◆ Parts of the exercise ◆
1. Quote the basketball forum thread word for word from "## bullet (Jul" to "was even 2nd)".
2. Continue the forum thread on a college basketball player's draft prospects from the point where it ends.

◆ Reading passage ◆
(begin)

He's not a defensive big guard, but man this guy can fill it up. 6'6. I don't know if he will stay in the draft, but he is 23 years old, so he might. He's really good. He was a late bloomer and turned into an offensive machine at East Tennessee State and then Louisiana-Lafayette. Louisville game planned him nicely in the first round of the tournament, but if you saw the Sun Belt championship, I think he had 36 points.


----------



## bullet (Jul 1, 2003)

HKF said:


> He's not a defensive big guard, but man this guy can fill it up. 6'6. I don't know if he will stay in the draft, but he is 23 years old, so he might. He's really good. He was a late bloomer and turned into an offensive machine at East Tennessee State and then Louisiana-Lafayette. Louisville game planned him nicely in the first round of the tournament, but if you saw the Sun Belt championship, I think he had 36 points.


Woh , got HKF so early.

Thanx for the info .

I agree about Adams. He's so strong and athletic , and we'll probably see it in the predraft tests. Like Allen who was 3rd overall (after Snyder and Humphries if I remember correctly , maybe he was even 2nd)

What do you think are the chances he stays in the draft?? (since next year is supposed to be a strong one , but it might not turnout this way if there is a new age limit of 20)


----------



## HKF (Dec 10, 2002)

bullet said:


> Woh , got HKF so early.
> 
> Thanx for the info .
> 
> ...


Tough to say and I'll tell you why. Lute Olsen is going to try and guilt Hassan into coming back to school the way he tried with Igoudala. Even if Hassan wasn't a first round pick, I guarantee a team would sign him to a deal because look at some of the wings in this league who aren't worth spit. I mean Kendall Gill, Tamar Slay, Qyntel Woods, Matt Carroll. He'll find a role somewhere, I think as a third guard. 

Although, there are a lot of advantages to coming back to school, if you're Hassan. One, you get to be the man and play your natural SG position with hopefully an improved Shakur. Two, you get plenty of AZ sorority babes who are going to want to make your last season memorable. I thought that was the only reason to go to college many a times, during my years. Three, he can improve his stock by proving he can consistently shoot from the perimeter. I think if he works hard (and that's never really been a problem with him), he'll be successful. He's a really good guy and fun person. I like his personality a lot.


----------



## Greg Ostertag! (May 1, 2003)

HKF said:


> Two, you get plenty of AZ sorority babes who are going to want to make your last season memorable. I thought that was the only reason to go to college many a times, during my years.


Are you talking from personal experience? :groucho:


----------



## HKF (Dec 10, 2002)

Greg Ostertag! said:


> Are you talking from personal experience? :groucho:


I wish. Although, I admit Arizona and Arizona State have a high babe factor quotient, working in it's favor.


----------



## Darius Miles Davis (Aug 2, 2002)

HKF said:


> I wish. Although, I admit Arizona and Arizona State have a high babe factor quotient, working in it's favor.


As a current ASU student, I can confirm this, big time. And the worst part is my girlfriend still lives on the East Coast. Every time I go out at night, I have to wonder if I've lost my mind for keeping up a long distance relationship with these kind of women just everywhere. Damn!

(end)

◆ Given material ◆
(begin)

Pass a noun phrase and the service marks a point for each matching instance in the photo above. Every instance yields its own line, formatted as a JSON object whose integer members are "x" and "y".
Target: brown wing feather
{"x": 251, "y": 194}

(end)

◆ Expected results ◆
1.
## bullet (Jul 1, 2003)

HKF said:


> He's not a defensive big guard, but man this guy can fill it up. 6'6. I don't know if he will stay in the draft, but he is 23 years old, so he might. He's really good. He was a late bloomer and turned into an offensive machine at East Tennessee State and then Louisiana-Lafayette. Louisville game planned him nicely in the first round of the tournament, but if you saw the Sun Belt championship, I think he had 36 points.


Woh , got HKF so early.

Thanx for the info .

I agree about Adams. He's so strong and athletic , and we'll probably see it in the predraft tests. Like Allen who was 3rd overall (after Snyder and Humphries if I remember correctly , maybe he was even 2nd)

2.
Back to Adams, HKF, I see Adams as the new QRich when he hits the league. I know he's an inch shorter, but he's got that outside shot and the same kamakazi rebounding mentality.


----------



## HKF (Dec 10, 2002)

Darius Miles Davis said:


> As a current ASU student, I can confirm this, big time. And the worst part is my girlfriend still lives on the East Coast. Every time I go out at night, I have to wonder if I've lost my mind for keeping up a long distance relationship with these kind of women just everywhere. Damn!
> 
> Back to Adams, HKF, I see Adams as the new QRich when he hits the league. I know he's an inch shorter, but he's got that outside shot and the same kamakazi rebounding mentality.


I don't think he's going to be shooting jumpers like Q-Rich. His best attribute is his slashing ability and ability to finish at the rim. I think he'll best utilized in a transition style of basketball attacking the basket. Think Freddie Jones, Tony Allen, Desmond Mason like.


----------



## Showtyme (Jun 24, 2002)

HKF said:


> I don't think he's going to be shooting jumpers like Q-Rich. His best attribute is his slashing ability and ability to finish at the rim. I think he'll best utilized in a transition style of basketball attacking the basket. Think Freddie Jones, Tony Allen, Desmond Mason like.


Tony Allen's a good comparison. A little undersized, strong defender. Actually, the C's LOVE Allen and are willing to put him on anyone in the league to do a lock-up job.

Adams... interesting stuff. I'd love to see him come out and go undrafted, so the Bulls have a fair shot at him. I doubt that would happen, though.


----------



## bullet (Jul 1, 2003)

Latest on Adams:



> Olson now predicts Adams will stay
> Just more than a week after head coach Lute Olson predicted that junior guard Hassan Adams would leave school early for the NBA, Olson said he thinks Adams will be back for his senior season.
> 
> After talking to NBA scouts in the past week, Olson relayed that not one scout considered Adams ready for the NBA.
> ...


http://wildcat.arizona.edu/papers/98/129/02_1.html 


And AzubuIke signs with an Agent - nbadraftnews 

He's a good Athlete and defender , And his J has improved , I'd love to hear HKF take of him , since he might turnout a 2nd rounder , easier to trade for.


----------



## yodurk (Sep 4, 2002)

Francisco Garcia makes it official and declares for the draft:

http://sports.espn.go.com/nba/news/story?id=2032788

He could go anywhere from the 10th pick to 25th IMO...if he slips a little bit, Pax may be interested (I was actually at a DePaul-Louisville game a few months ago with Pax scouting a few seats away from me). Garcia would be great for this team. Alot of heart and hustle, great size and length from the backcourt, terrific ballhandler/passer, and solid 3-point shooter. I would definitely sacrifice Chris Duhon if it meant getting Garcia in return. Unlikely I know.


----------



## bullet (Jul 1, 2003)

Another guy I just read about in Draftcity Portsmouth Invitational Tournament analysis is  Willie Jenkins - he is surprisingly good in the tourny , good size (6-6 , 215) , good defense , Can hit the J , tough , has handle and can score.Not top athlete.Sounds interesting , to me at least.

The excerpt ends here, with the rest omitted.